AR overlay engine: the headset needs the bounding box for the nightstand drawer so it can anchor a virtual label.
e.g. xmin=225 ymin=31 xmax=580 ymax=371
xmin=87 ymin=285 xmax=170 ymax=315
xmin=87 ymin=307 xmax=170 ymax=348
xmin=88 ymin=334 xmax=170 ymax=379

### WHAT THE TASK ASKS:
Write every entry out again exactly.

### RESULT FOR THIS TASK:
AR overlay engine: the headset needs the bounding box for the nightstand drawer so it can anchor a virtual label.
e.g. xmin=225 ymin=31 xmax=580 ymax=371
xmin=87 ymin=285 xmax=170 ymax=315
xmin=87 ymin=307 xmax=170 ymax=348
xmin=88 ymin=334 xmax=170 ymax=379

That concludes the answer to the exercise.